▸ What the exercise asks: Reproduce the material below line for line, changing nothing.

▸ Source material:
· · ·

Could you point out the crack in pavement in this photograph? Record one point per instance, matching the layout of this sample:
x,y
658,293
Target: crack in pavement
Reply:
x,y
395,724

· · ·

▸ Output of the exercise:
Could you point out the crack in pavement in this photograph? Record one point per instance, matching the layout of this sample:
x,y
658,293
Target: crack in pavement
Reply:
x,y
395,724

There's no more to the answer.